# WHAT TO WORK ON
In the field trip post, write out word for word the passage that begins at the words "Tuesday, April 15, 2014" and stops after the words "creek's flat floodplain.".

# TEXT TO READ

----

Tuesday, April 15, 2014

Disappointing Friday Field Trip

Male red-winged blackbird (Agelaius phoeniceus) in full mating display
Last Friday (April 11) I escorted my graduate landscape restoration students on a field trip to a site I had previously visited but had never used for a class field trip - and was disappointed.  The site was on the expansive campus of an exclusive and very expensive private school.  The campus straddles a large, flood-prone creek.  Years ago, probably before the creek's upper watershed became so heavily suburbanized and covered with impermeable surfaces, the school had built its athletic fields on the creek's flat floodplain. 

But, as the creek began to flood with increasingly frequency, the fields could be used less and less often.  The school finally decided to undertake major capital improvements.  It moved the fields out of the floodplain and replaced the fields with a series of interconnected basins that gather stormwater and hold it until the creek's level falls low enough to accommodate the runoff.  In addition, the basins were naturalized with native plants to create wildlife habitat.

----

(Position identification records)

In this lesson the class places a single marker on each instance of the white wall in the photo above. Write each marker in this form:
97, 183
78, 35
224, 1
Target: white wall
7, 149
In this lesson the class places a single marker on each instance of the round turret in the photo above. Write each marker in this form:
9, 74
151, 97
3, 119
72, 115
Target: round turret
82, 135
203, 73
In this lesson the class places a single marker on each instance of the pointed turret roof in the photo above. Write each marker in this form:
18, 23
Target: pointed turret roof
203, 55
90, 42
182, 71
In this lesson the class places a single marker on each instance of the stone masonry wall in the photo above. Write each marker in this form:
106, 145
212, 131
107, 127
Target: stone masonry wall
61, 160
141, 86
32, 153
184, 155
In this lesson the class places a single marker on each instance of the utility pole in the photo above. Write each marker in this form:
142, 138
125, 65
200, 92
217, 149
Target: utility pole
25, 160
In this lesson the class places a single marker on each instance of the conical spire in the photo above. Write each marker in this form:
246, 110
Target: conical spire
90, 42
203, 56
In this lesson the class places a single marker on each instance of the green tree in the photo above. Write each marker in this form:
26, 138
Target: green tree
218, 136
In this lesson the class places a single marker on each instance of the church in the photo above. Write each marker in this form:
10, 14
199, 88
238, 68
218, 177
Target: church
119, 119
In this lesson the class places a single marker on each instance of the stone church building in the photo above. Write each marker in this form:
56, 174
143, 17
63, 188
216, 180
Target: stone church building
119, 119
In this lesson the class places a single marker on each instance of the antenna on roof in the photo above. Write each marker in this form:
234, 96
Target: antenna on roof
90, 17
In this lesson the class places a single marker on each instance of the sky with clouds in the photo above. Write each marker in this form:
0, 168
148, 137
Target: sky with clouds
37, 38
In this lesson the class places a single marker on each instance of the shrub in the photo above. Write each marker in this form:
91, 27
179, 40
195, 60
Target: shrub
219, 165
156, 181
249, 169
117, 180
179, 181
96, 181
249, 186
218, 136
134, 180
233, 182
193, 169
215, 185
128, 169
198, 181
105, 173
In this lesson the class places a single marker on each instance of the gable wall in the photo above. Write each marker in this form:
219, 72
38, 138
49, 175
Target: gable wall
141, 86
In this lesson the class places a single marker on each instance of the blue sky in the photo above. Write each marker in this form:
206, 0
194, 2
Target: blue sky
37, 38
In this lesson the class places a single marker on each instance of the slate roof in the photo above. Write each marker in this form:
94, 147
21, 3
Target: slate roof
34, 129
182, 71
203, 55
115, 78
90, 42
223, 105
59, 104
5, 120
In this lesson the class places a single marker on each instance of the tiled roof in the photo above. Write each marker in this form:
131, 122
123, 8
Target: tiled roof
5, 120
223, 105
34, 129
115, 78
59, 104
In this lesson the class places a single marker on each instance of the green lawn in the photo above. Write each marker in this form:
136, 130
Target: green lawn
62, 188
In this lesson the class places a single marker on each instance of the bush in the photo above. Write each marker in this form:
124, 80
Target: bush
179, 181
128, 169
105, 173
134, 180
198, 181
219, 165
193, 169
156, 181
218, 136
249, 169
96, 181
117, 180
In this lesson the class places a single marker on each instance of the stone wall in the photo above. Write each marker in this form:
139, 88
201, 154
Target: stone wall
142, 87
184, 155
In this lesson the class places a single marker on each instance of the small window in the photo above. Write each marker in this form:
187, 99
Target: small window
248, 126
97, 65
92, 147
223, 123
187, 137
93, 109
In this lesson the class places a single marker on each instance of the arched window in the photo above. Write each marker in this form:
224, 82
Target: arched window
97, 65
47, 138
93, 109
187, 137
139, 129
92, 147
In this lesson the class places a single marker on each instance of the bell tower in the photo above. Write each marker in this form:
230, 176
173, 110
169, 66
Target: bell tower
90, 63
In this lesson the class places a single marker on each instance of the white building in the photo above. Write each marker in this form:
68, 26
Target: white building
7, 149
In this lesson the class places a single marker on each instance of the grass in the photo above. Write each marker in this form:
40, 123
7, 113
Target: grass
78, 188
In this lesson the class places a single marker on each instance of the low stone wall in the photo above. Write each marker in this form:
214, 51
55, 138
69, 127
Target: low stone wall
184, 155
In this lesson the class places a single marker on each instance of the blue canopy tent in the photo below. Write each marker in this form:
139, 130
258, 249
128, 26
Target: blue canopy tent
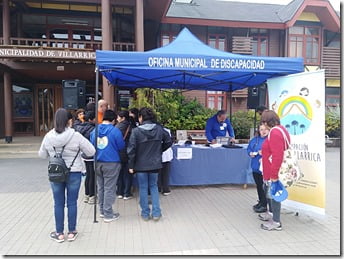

----

# CORRECT ANSWER
Tuesday, April 15, 2014

Disappointing Friday Field Trip

Male red-winged blackbird (Agelaius phoeniceus) in full mating display
Last Friday (April 11) I escorted my graduate landscape restoration students on a field trip to a site I had previously visited but had never used for a class field trip - and was disappointed.  The site was on the expansive campus of an exclusive and very expensive private school.  The campus straddles a large, flood-prone creek.  Years ago, probably before the creek's upper watershed became so heavily suburbanized and covered with impermeable surfaces, the school had built its athletic fields on the creek's flat floodplain.